Exercise: Return the complete listing that follows, with each line reproduced exactly.

— START OF Records shown —

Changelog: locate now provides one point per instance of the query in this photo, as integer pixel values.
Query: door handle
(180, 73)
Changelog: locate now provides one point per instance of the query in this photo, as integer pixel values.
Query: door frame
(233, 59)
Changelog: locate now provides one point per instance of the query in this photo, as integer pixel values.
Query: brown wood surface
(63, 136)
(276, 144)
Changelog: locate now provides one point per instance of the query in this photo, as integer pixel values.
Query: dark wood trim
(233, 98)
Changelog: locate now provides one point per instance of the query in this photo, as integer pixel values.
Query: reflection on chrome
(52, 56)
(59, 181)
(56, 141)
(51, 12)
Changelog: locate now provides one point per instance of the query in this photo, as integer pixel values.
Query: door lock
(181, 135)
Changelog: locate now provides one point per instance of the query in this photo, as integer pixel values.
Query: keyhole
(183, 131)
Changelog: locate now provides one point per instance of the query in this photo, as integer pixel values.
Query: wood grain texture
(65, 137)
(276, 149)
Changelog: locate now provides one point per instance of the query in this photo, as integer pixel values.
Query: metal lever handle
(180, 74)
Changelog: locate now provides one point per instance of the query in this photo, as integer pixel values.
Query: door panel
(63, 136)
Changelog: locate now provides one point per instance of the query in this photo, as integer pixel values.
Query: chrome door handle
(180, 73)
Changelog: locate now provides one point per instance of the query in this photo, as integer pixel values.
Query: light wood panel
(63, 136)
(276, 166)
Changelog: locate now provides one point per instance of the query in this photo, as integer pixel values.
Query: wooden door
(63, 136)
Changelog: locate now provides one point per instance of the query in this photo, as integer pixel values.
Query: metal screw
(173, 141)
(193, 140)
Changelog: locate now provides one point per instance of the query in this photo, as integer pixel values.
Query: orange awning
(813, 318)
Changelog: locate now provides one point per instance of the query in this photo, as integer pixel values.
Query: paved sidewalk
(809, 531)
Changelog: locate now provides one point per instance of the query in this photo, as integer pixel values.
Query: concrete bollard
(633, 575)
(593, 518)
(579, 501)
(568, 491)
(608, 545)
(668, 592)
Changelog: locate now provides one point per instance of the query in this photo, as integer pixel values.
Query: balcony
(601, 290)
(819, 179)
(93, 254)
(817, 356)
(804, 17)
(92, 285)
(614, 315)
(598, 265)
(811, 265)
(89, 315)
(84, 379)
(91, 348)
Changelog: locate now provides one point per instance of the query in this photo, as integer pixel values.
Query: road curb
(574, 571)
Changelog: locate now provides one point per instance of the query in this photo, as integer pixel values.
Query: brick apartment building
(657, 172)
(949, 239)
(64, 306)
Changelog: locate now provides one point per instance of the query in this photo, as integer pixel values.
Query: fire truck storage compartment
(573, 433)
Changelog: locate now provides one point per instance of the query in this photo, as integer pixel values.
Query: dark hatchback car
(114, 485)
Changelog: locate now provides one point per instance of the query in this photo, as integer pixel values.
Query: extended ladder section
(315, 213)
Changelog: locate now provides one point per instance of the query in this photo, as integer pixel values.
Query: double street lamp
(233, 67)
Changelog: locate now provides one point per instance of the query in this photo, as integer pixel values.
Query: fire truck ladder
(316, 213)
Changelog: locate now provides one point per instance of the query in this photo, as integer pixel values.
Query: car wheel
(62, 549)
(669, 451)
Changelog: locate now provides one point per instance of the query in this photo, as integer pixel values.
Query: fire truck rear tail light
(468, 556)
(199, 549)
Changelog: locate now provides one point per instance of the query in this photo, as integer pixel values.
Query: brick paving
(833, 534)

— END OF Records shown —

Finished task:
Changelog: locate now provides one point per instance of the query in this photo, as integer pixel values.
Query: door handle
(180, 73)
Changelog: locate now provides one point per instance of the query in this photo, as integer pixel values.
Query: door frame
(233, 59)
Changelog: locate now provides one point per instance of the query in this photo, as integer pixel values.
Query: brown wood surface
(63, 136)
(276, 144)
Changelog: locate now provides one point per instance of the query in this photo, as integer pixel values.
Query: dark wood trim
(233, 98)
Changelog: locate now provides one point per instance of the query in this photo, as integer pixel values.
Query: reflection on chrome
(52, 56)
(59, 181)
(56, 141)
(51, 12)
Changelog: locate now provides one point per instance of the query in this photo, as integer pixel values.
Query: door lock
(181, 135)
Changelog: locate now provides one point per instance of the query in this photo, as integer pixel values.
Query: keyhole
(183, 131)
Changelog: locate now provides one point per instance of the query in this photo, as integer pixel values.
Query: wood grain texture
(65, 137)
(276, 149)
Changelog: locate now provides one point per instance of the query in this photo, as integer pixel values.
Query: metal lever handle
(180, 74)
Changelog: locate now provides one point per instance of the query in this photo, as integer pixel values.
Query: door panel
(63, 136)
Changelog: locate now provides one point per instance of the query in this photo, as integer pixel values.
Query: chrome door handle
(180, 73)
Changelog: locate now provides one point per instance of the query in this photo, as integer pixel values.
Query: light wood panel
(63, 136)
(276, 166)
Changelog: locate now provides one point per instance of the query in this photo, as integer pixel values.
Query: wooden door
(63, 136)
Changelog: locate now provides one point per instance of the query in this photo, as integer pixel values.
Query: metal screw
(173, 141)
(193, 140)
Changelog: locate now provides one point per instance of the query in this photo, as integer pixel values.
Query: orange awning
(813, 318)
Changelog: locate now provides one point per instance of the query in this photo, as integer pixel values.
Query: paved sidewalk
(809, 531)
Changelog: locate now provides one point per instance of the query in this photo, as integer pixel values.
Query: concrete bollard
(633, 575)
(593, 518)
(579, 501)
(568, 491)
(608, 545)
(668, 592)
Changelog: locate now provides one point per instance of the query in this photo, as integer pixel values.
Query: balcony
(601, 290)
(819, 179)
(93, 254)
(817, 356)
(804, 17)
(92, 285)
(614, 315)
(598, 265)
(811, 265)
(89, 315)
(84, 379)
(91, 348)
Changelog: locate now provides one point per instance of the query in this photo, as integer pixel values.
Query: road curb
(574, 571)
Changelog: locate now provides one point per instance of the query in this photo, as integer pixel values.
Query: brick apartment building
(657, 172)
(949, 239)
(64, 306)
Changelog: locate now provides one point per instance of the query in this photo, as integer pixel values.
Query: fire truck storage compartment
(573, 433)
Changelog: locate now provides one point per instance of the query in this photo, as integer pixel values.
Query: dark hatchback car
(114, 485)
Changelog: locate now provides one point per instance of the query in this photo, as integer pixel values.
Query: extended ladder section
(315, 213)
Changelog: locate now provides one point per instance of the query in this photo, as integer pixel values.
Query: double street lamp
(233, 67)
Changelog: locate now provides one point per instance of the query in this photo, as integer pixel values.
Query: fire truck ladder
(316, 213)
Changelog: locate now provides one point per instance of the query in this photo, as integer pixel values.
Query: car wheel
(62, 549)
(669, 451)
Changelog: locate now provides one point per instance of the query in this photo, as integer pixel values.
Query: fire truck rear tail light
(468, 556)
(199, 549)
Changelog: locate now provides one point per instance of the query in this photo, as integer pixel values.
Query: brick paving
(833, 534)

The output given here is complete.